### INFORMATION PROVIDED

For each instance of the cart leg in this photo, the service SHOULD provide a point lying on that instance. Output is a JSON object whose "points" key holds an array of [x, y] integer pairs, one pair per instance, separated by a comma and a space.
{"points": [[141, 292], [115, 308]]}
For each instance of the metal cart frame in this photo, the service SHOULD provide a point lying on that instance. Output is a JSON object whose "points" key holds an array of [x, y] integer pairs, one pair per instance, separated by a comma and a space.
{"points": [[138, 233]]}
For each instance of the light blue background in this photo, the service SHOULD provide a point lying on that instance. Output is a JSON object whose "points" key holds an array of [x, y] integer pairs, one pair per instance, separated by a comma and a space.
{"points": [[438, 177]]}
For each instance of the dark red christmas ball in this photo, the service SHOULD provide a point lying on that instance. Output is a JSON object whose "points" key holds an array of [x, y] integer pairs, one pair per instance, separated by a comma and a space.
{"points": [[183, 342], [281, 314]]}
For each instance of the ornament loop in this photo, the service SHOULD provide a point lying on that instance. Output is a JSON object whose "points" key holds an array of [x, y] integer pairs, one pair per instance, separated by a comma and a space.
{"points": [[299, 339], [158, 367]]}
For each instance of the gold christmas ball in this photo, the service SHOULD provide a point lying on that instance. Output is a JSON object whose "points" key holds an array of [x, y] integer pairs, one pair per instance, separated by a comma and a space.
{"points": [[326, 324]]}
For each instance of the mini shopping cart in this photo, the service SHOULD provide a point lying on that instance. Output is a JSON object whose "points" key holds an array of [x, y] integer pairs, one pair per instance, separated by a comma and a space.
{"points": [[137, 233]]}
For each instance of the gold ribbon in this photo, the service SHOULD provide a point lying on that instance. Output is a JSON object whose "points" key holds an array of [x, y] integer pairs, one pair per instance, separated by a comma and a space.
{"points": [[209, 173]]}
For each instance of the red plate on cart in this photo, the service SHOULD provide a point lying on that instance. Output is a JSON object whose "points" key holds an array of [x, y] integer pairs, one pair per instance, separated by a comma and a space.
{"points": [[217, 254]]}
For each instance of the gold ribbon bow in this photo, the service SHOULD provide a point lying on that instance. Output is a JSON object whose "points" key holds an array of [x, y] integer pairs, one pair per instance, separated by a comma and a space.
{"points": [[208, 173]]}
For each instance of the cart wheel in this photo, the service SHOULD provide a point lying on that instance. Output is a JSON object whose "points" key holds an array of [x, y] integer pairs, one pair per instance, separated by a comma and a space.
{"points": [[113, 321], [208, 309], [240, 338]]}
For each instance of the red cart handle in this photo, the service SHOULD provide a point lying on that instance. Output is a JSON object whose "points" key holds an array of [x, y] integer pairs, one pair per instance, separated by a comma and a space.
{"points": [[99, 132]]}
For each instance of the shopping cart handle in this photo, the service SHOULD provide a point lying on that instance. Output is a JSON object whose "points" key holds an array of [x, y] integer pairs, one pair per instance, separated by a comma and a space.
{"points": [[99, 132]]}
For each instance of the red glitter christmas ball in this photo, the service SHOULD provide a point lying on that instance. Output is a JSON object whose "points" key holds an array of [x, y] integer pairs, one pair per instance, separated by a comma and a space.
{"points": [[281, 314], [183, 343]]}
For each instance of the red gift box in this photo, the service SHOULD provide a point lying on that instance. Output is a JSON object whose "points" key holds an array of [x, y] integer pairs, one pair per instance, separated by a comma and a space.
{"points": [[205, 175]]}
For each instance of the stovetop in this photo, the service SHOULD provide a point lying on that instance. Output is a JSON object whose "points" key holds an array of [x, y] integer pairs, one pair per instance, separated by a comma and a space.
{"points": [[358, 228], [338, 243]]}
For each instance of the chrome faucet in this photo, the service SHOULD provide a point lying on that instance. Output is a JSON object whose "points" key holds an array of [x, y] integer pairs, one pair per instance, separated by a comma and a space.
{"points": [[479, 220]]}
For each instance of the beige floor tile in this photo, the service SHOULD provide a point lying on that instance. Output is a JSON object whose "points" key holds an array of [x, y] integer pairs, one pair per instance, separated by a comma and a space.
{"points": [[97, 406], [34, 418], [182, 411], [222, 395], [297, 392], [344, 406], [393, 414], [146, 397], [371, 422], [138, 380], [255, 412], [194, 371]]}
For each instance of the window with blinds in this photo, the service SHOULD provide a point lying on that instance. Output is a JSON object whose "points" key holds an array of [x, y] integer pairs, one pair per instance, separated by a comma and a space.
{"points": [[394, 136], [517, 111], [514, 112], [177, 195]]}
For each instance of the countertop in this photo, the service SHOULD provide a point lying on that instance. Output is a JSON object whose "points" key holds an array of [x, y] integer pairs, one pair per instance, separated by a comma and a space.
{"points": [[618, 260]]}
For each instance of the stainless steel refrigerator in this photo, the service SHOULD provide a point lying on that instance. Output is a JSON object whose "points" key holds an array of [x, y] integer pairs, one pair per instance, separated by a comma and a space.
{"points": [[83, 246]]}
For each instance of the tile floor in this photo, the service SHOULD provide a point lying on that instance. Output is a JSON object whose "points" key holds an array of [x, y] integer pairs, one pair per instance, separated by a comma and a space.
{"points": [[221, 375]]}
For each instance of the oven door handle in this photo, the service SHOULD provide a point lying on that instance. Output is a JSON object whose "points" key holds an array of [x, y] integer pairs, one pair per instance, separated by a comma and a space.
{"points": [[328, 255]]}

### GOAL OF THE EXERCISE
Your task is to copy exactly, and only, the lines from the line with "For each instance of the oven" through the last line of the entries, both included.

### RESULT OF THE EXERCISE
For each instance of the oven door handle in this photo, the service SHOULD provide a point lying on that instance. Output is a JSON object whose "points" key holds an array of [x, y] integer pairs, one pair per instance, separated by a comma and a space.
{"points": [[328, 255]]}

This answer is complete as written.